§ **Données de l'exercice**

====================

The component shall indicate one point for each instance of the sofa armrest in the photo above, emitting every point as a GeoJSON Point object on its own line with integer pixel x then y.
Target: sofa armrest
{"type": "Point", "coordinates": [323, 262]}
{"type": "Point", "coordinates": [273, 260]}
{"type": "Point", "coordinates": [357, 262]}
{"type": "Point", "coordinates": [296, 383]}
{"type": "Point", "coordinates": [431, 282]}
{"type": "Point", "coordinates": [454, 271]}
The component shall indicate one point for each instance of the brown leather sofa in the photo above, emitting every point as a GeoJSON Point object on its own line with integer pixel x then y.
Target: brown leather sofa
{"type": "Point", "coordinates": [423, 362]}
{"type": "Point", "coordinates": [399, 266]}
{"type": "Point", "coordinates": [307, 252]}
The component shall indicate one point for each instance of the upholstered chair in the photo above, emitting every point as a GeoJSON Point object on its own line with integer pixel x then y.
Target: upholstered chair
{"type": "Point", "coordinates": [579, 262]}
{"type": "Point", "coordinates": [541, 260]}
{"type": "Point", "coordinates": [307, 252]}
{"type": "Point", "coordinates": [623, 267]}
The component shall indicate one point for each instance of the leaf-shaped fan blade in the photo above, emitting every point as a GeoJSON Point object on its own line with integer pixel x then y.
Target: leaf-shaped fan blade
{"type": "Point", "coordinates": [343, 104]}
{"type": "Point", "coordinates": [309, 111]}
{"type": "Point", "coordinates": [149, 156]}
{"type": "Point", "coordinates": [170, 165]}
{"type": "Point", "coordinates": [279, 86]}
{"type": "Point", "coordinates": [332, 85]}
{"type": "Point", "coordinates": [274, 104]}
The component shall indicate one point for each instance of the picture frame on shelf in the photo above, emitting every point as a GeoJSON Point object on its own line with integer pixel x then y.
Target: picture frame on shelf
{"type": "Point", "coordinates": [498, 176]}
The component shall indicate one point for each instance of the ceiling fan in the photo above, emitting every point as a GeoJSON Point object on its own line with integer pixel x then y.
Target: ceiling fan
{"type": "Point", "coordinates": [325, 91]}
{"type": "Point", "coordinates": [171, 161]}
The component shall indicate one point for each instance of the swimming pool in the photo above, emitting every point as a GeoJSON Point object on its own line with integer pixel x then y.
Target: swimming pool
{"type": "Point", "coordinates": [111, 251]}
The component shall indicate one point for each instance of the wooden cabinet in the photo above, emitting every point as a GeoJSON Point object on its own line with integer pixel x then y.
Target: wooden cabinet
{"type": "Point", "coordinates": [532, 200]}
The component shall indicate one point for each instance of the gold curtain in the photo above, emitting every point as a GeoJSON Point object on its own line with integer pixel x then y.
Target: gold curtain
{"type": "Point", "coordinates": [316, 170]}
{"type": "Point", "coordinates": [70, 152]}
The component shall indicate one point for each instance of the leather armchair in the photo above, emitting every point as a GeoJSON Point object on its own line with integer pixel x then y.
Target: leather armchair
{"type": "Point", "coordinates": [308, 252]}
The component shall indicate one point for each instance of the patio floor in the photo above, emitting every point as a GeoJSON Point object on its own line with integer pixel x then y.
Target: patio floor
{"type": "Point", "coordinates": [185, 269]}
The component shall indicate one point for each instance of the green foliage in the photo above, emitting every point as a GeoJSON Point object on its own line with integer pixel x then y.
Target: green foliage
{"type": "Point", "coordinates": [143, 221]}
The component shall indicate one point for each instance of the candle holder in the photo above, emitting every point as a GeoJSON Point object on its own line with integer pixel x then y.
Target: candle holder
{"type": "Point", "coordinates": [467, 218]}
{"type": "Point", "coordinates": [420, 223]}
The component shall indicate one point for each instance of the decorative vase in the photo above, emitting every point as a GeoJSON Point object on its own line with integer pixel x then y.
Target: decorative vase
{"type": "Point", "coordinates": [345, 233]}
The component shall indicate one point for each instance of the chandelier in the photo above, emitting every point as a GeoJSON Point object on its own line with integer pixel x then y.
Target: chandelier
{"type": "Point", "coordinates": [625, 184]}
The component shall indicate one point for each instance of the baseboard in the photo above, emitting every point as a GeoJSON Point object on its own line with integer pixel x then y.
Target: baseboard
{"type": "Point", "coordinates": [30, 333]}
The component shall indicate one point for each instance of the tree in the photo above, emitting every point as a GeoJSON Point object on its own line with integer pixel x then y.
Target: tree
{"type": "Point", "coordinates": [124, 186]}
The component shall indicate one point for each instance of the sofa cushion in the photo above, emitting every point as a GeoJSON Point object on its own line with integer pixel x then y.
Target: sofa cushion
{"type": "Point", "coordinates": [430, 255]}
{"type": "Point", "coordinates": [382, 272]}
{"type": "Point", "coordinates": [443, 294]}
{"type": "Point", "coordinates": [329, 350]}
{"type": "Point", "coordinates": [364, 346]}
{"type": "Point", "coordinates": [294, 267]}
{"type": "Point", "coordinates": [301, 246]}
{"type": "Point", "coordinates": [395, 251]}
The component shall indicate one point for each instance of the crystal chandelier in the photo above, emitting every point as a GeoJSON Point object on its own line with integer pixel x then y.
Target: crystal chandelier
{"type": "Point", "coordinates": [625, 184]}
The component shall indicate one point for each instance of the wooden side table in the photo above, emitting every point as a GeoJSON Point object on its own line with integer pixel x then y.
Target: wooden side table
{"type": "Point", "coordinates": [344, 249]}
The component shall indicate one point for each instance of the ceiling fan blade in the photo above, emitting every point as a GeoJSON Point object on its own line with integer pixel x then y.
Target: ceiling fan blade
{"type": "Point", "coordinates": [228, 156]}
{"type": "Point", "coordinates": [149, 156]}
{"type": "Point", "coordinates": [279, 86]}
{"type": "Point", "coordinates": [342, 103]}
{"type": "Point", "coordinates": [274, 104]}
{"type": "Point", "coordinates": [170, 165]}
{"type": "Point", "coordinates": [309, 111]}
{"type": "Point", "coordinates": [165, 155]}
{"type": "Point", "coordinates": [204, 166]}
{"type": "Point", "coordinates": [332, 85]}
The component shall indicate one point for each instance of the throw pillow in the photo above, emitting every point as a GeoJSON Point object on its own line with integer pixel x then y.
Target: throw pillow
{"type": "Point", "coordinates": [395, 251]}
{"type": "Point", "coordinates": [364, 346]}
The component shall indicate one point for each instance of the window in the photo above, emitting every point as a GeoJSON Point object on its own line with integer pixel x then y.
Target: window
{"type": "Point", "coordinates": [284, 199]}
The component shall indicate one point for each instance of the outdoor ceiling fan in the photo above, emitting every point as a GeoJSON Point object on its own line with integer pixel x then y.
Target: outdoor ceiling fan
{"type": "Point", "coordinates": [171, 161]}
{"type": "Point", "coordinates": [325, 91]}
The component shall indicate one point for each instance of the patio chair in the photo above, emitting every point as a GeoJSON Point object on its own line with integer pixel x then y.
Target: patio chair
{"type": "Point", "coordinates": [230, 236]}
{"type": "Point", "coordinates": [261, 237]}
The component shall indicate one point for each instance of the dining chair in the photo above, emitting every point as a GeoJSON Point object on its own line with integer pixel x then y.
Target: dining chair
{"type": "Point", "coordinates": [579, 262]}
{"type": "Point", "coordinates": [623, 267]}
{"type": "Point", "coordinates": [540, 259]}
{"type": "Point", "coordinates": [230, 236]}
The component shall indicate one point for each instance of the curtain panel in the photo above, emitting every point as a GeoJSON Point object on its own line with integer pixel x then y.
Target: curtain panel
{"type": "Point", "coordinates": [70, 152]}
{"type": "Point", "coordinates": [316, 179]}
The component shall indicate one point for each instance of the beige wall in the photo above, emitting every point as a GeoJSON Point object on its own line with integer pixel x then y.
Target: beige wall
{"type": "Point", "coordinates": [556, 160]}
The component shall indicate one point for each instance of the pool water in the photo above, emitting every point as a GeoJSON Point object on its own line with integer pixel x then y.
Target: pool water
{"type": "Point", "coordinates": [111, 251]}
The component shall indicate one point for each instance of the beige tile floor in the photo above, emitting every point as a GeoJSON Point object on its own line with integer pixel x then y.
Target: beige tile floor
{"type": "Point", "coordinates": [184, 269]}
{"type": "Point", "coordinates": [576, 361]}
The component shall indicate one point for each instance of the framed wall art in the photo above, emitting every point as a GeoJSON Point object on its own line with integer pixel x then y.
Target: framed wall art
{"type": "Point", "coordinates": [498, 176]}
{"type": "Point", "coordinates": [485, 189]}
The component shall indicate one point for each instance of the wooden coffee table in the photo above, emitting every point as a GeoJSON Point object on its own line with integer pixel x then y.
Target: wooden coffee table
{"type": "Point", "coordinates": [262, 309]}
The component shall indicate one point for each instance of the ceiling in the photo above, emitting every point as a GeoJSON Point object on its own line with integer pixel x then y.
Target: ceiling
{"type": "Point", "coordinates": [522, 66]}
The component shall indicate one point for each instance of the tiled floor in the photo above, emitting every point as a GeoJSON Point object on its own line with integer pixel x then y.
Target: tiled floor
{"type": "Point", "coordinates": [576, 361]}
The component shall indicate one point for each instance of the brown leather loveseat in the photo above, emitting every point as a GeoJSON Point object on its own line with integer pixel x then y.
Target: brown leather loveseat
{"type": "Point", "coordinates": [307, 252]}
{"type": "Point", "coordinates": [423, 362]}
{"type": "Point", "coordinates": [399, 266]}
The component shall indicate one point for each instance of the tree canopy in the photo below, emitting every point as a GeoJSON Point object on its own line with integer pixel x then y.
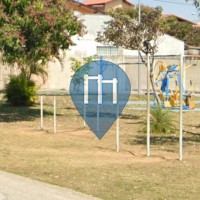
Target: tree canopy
{"type": "Point", "coordinates": [124, 30]}
{"type": "Point", "coordinates": [33, 31]}
{"type": "Point", "coordinates": [183, 30]}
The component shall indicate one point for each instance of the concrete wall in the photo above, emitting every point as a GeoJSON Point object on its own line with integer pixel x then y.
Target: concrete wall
{"type": "Point", "coordinates": [60, 72]}
{"type": "Point", "coordinates": [115, 4]}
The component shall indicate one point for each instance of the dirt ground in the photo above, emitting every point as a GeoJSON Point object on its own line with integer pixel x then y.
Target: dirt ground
{"type": "Point", "coordinates": [75, 158]}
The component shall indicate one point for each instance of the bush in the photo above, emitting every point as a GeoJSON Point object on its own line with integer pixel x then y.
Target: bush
{"type": "Point", "coordinates": [20, 91]}
{"type": "Point", "coordinates": [161, 121]}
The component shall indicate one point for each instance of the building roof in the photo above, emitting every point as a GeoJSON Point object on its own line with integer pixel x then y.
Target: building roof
{"type": "Point", "coordinates": [96, 2]}
{"type": "Point", "coordinates": [180, 18]}
{"type": "Point", "coordinates": [80, 7]}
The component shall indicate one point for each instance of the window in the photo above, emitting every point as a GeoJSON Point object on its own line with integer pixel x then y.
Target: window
{"type": "Point", "coordinates": [107, 51]}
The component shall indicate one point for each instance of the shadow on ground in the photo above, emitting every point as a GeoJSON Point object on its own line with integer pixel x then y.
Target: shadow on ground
{"type": "Point", "coordinates": [10, 113]}
{"type": "Point", "coordinates": [162, 139]}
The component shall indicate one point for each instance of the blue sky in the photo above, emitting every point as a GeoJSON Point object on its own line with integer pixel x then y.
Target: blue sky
{"type": "Point", "coordinates": [177, 7]}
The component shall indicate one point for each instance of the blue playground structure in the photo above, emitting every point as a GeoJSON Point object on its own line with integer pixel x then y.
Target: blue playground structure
{"type": "Point", "coordinates": [169, 97]}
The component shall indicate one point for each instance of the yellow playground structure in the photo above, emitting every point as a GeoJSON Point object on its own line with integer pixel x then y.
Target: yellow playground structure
{"type": "Point", "coordinates": [164, 75]}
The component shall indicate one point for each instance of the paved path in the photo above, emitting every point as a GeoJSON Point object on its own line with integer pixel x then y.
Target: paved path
{"type": "Point", "coordinates": [14, 187]}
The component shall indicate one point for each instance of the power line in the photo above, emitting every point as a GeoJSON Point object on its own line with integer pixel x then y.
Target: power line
{"type": "Point", "coordinates": [173, 2]}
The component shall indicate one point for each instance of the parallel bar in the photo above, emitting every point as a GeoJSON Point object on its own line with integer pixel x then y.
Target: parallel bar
{"type": "Point", "coordinates": [148, 105]}
{"type": "Point", "coordinates": [181, 111]}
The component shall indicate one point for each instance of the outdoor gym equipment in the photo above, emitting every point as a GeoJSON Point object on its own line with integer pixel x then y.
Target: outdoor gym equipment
{"type": "Point", "coordinates": [170, 98]}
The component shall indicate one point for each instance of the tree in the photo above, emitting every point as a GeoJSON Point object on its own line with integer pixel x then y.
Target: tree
{"type": "Point", "coordinates": [197, 4]}
{"type": "Point", "coordinates": [33, 31]}
{"type": "Point", "coordinates": [125, 31]}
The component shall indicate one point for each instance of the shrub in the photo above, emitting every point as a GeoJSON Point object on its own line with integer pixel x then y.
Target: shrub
{"type": "Point", "coordinates": [161, 121]}
{"type": "Point", "coordinates": [20, 91]}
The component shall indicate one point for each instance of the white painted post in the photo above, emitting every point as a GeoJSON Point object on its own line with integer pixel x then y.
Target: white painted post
{"type": "Point", "coordinates": [181, 111]}
{"type": "Point", "coordinates": [54, 105]}
{"type": "Point", "coordinates": [100, 88]}
{"type": "Point", "coordinates": [115, 81]}
{"type": "Point", "coordinates": [97, 117]}
{"type": "Point", "coordinates": [85, 89]}
{"type": "Point", "coordinates": [148, 105]}
{"type": "Point", "coordinates": [84, 115]}
{"type": "Point", "coordinates": [41, 113]}
{"type": "Point", "coordinates": [117, 131]}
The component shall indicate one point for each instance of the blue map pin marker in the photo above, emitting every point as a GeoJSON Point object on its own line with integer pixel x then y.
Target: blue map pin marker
{"type": "Point", "coordinates": [100, 90]}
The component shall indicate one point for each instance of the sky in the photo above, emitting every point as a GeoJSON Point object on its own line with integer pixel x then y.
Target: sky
{"type": "Point", "coordinates": [177, 7]}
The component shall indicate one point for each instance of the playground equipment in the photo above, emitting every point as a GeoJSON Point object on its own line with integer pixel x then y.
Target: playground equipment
{"type": "Point", "coordinates": [168, 96]}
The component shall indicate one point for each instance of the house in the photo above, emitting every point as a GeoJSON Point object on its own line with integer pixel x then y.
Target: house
{"type": "Point", "coordinates": [105, 5]}
{"type": "Point", "coordinates": [87, 46]}
{"type": "Point", "coordinates": [180, 19]}
{"type": "Point", "coordinates": [79, 7]}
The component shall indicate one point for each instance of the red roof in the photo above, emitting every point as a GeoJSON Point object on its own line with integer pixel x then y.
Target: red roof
{"type": "Point", "coordinates": [93, 2]}
{"type": "Point", "coordinates": [179, 18]}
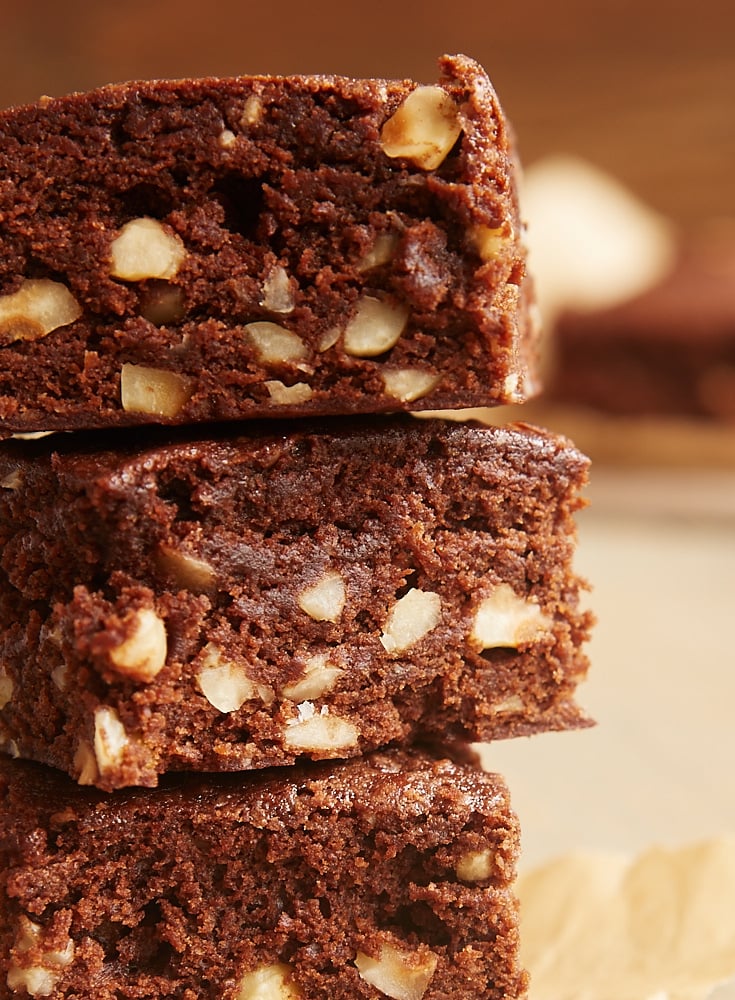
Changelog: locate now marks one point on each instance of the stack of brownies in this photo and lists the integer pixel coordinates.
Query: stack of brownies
(253, 611)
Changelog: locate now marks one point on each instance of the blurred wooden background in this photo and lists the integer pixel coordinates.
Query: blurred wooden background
(643, 88)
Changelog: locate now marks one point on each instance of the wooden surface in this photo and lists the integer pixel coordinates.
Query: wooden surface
(658, 548)
(643, 88)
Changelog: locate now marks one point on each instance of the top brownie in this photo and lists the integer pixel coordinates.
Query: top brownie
(198, 250)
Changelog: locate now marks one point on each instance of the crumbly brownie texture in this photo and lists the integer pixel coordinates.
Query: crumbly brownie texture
(212, 249)
(388, 876)
(231, 603)
(668, 352)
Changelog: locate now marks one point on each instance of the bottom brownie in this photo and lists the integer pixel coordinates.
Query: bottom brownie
(388, 875)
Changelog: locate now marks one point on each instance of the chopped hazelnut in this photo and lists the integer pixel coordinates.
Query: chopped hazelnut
(320, 675)
(488, 242)
(269, 982)
(277, 292)
(186, 570)
(319, 731)
(110, 739)
(162, 304)
(145, 248)
(506, 620)
(143, 654)
(475, 866)
(274, 344)
(411, 618)
(38, 980)
(324, 600)
(376, 327)
(252, 111)
(382, 251)
(407, 384)
(328, 339)
(225, 684)
(399, 974)
(513, 703)
(288, 395)
(423, 129)
(85, 764)
(153, 390)
(39, 307)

====================

§ **Consigne**
Réécrivez sous forme de tableau Markdown la partie du listing qui va de la ligne contenant « the top brownie », celle-ci comprise, jusqu'à la fin du listing. Utilisez une colonne « N° » pour le numéro de rang et une colonne « Ligne » pour le texte, en omettant les lignes vides.

§ **Corrigé**
| N° | Ligne |
|---|---|
| 1 | Changelog: locate now marks one point on each instance of the top brownie in this photo and lists the integer pixel coordinates. |
| 2 | Query: top brownie |
| 3 | (198, 250) |
| 4 | Changelog: locate now marks one point on each instance of the crumbly brownie texture in this photo and lists the integer pixel coordinates. |
| 5 | Query: crumbly brownie texture |
| 6 | (212, 249) |
| 7 | (388, 876) |
| 8 | (231, 603) |
| 9 | (668, 352) |
| 10 | Changelog: locate now marks one point on each instance of the bottom brownie in this photo and lists the integer pixel coordinates. |
| 11 | Query: bottom brownie |
| 12 | (388, 875) |
| 13 | Changelog: locate now marks one point on each instance of the chopped hazelnut in this photo and lists the integer pixel coordinates. |
| 14 | Query: chopped hazelnut |
| 15 | (320, 675) |
| 16 | (488, 242) |
| 17 | (269, 982) |
| 18 | (277, 292) |
| 19 | (186, 570) |
| 20 | (319, 731) |
| 21 | (110, 739) |
| 22 | (162, 304) |
| 23 | (145, 248) |
| 24 | (506, 620) |
| 25 | (143, 654) |
| 26 | (475, 866) |
| 27 | (274, 344) |
| 28 | (411, 618) |
| 29 | (38, 980) |
| 30 | (324, 600) |
| 31 | (376, 327) |
| 32 | (252, 111) |
| 33 | (382, 251) |
| 34 | (407, 384) |
| 35 | (328, 339) |
| 36 | (225, 684) |
| 37 | (399, 974) |
| 38 | (513, 703) |
| 39 | (288, 395) |
| 40 | (423, 129) |
| 41 | (85, 764) |
| 42 | (153, 390) |
| 43 | (39, 307) |